*PROBLEM TO WORK ON*:
Would you copy out only the lines from the one with "Return the bounding" to the end of the records, exactly as they stand?

*RECORDS*:
================

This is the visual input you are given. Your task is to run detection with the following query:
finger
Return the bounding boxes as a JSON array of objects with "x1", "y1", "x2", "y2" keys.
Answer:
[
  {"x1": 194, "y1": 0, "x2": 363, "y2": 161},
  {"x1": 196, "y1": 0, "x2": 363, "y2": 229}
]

================

*RESPONSE AREA*:
Return the bounding boxes as a JSON array of objects with "x1", "y1", "x2", "y2" keys.
Answer:
[
  {"x1": 194, "y1": 0, "x2": 363, "y2": 161},
  {"x1": 196, "y1": 0, "x2": 363, "y2": 229}
]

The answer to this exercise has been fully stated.